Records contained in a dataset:
= = = = =

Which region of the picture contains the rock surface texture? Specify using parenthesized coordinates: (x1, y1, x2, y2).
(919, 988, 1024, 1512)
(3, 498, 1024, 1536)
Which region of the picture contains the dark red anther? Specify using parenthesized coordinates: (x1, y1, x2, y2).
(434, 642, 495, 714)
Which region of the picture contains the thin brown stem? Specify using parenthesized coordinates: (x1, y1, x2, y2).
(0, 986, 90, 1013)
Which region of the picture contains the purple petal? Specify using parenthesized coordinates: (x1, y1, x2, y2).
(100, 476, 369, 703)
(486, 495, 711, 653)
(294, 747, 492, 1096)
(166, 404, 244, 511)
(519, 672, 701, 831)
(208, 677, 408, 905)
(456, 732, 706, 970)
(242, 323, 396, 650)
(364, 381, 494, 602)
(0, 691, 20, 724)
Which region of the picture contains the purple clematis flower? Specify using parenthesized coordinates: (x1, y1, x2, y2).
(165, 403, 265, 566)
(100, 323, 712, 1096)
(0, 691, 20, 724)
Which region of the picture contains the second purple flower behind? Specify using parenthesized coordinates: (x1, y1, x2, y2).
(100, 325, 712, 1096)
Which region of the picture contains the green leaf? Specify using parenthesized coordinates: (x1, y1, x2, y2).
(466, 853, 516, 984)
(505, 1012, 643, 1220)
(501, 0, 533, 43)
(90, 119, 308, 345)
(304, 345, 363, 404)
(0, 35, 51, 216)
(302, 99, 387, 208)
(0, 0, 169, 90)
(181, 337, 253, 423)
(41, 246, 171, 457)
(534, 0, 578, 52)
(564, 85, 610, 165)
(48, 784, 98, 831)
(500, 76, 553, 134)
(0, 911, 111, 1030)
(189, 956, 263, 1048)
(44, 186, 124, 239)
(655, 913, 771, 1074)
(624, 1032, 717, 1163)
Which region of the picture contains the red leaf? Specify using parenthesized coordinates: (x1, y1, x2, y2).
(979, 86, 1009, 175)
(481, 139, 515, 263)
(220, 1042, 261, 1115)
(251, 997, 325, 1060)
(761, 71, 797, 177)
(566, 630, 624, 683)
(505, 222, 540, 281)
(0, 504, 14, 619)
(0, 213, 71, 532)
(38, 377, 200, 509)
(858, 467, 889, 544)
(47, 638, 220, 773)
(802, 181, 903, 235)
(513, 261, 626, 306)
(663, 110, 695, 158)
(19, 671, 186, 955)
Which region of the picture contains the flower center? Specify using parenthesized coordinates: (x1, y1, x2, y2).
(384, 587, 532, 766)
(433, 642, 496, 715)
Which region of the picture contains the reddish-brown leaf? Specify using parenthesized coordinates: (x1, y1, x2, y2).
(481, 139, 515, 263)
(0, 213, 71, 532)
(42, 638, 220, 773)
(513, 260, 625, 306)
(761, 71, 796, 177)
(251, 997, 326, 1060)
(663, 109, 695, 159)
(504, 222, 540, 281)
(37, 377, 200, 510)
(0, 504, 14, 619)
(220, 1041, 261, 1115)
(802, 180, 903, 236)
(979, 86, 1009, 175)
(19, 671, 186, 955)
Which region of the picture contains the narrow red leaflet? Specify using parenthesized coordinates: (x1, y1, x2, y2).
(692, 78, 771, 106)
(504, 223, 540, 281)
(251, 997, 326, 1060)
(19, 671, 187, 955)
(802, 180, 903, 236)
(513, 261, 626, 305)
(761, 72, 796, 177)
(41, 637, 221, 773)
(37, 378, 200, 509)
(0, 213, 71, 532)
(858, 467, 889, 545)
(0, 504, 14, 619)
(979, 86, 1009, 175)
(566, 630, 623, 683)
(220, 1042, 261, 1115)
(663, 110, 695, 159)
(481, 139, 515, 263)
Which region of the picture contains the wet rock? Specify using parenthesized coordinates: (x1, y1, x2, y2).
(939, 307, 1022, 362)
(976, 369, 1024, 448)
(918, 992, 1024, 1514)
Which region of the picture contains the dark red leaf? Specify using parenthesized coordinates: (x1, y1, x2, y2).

= = = = =

**What this task involves**
Every entry above should be given again exactly as shown.

**Written answer**
Which region of the picture contains the rock surface texture? Specify using parenthesized coordinates: (x1, y1, x2, y2).
(919, 988, 1024, 1512)
(3, 498, 1024, 1536)
Which region of the picture contains the dark red anther? Specify using parenthesized coordinates: (x1, y1, x2, y2).
(434, 642, 495, 714)
Which region of the picture contains the thin brown stem? Specify using parenthesized coordinates: (x1, y1, x2, y2).
(0, 986, 90, 1013)
Which region of the picture contains the purple petal? Specify using parenthesized coordinates: (x1, y1, x2, y2).
(100, 476, 369, 703)
(486, 495, 711, 653)
(294, 747, 492, 1096)
(166, 404, 244, 511)
(519, 672, 701, 831)
(208, 677, 408, 905)
(456, 732, 706, 970)
(242, 323, 396, 650)
(364, 381, 494, 602)
(0, 691, 20, 724)
Which region of the picture contains the purple clematis flower? Specify using parenthesized coordinates: (x1, y1, x2, y2).
(165, 403, 265, 566)
(100, 323, 712, 1096)
(0, 691, 20, 724)
Which region of the picture contains the second purple flower behind? Specify using parenthesized coordinates: (x1, y1, x2, y2).
(100, 325, 712, 1096)
Which region of the picture contains the green leaf? Specify using parenthesized coordinates: (x1, y1, x2, y2).
(466, 853, 516, 984)
(505, 1012, 643, 1220)
(501, 0, 533, 43)
(90, 119, 308, 345)
(304, 345, 363, 404)
(0, 35, 51, 216)
(302, 99, 387, 208)
(0, 0, 169, 90)
(181, 337, 253, 423)
(41, 246, 171, 457)
(534, 0, 578, 52)
(564, 85, 610, 165)
(48, 784, 98, 831)
(500, 76, 553, 134)
(0, 911, 111, 1030)
(189, 956, 263, 1048)
(44, 186, 124, 239)
(655, 913, 771, 1074)
(624, 1032, 717, 1163)
Which region of the picture contains the red leaf? Specify using parenthesized coordinates: (x1, y1, x2, y2).
(979, 86, 1009, 175)
(481, 139, 515, 263)
(220, 1042, 261, 1115)
(251, 997, 325, 1060)
(761, 71, 797, 177)
(566, 630, 624, 683)
(505, 222, 540, 281)
(0, 504, 14, 619)
(0, 213, 71, 532)
(38, 377, 200, 509)
(858, 467, 889, 544)
(47, 638, 220, 773)
(802, 181, 903, 235)
(513, 261, 626, 306)
(663, 110, 695, 158)
(19, 671, 186, 955)
Which region of the picture contains the flower center? Specify using parenthesized coordinates: (x1, y1, x2, y2).
(384, 587, 532, 766)
(433, 642, 496, 715)
Which region of the picture contains the reddish-brown leaf? Specify using parenthesized coordinates: (x1, y1, x2, y2).
(481, 139, 515, 263)
(0, 213, 71, 532)
(42, 638, 220, 773)
(513, 260, 625, 306)
(761, 71, 796, 177)
(251, 997, 326, 1060)
(663, 109, 695, 159)
(504, 222, 540, 281)
(37, 377, 200, 510)
(0, 504, 14, 619)
(220, 1041, 261, 1115)
(802, 180, 903, 236)
(979, 86, 1009, 175)
(19, 671, 186, 955)
Which region of the picture contains the narrow red leaflet? Specify using parenthesized coordinates: (x1, y1, x2, y2).
(692, 78, 771, 106)
(504, 223, 540, 281)
(251, 997, 326, 1060)
(19, 671, 187, 955)
(802, 180, 903, 236)
(513, 261, 626, 305)
(761, 72, 796, 177)
(41, 637, 221, 773)
(37, 378, 200, 509)
(0, 213, 71, 532)
(858, 467, 889, 545)
(0, 504, 14, 619)
(979, 86, 1009, 175)
(566, 630, 623, 683)
(220, 1042, 261, 1115)
(663, 110, 695, 159)
(481, 139, 515, 263)
Which region of the picture contains the wet rock? Specify using parenthesized coordinates: (x1, y1, x2, y2).
(939, 307, 1022, 362)
(976, 369, 1024, 448)
(918, 992, 1024, 1514)
Which region of the picture contains the dark red leaf? Specify using parenthesized coordinates: (x1, y1, x2, y2).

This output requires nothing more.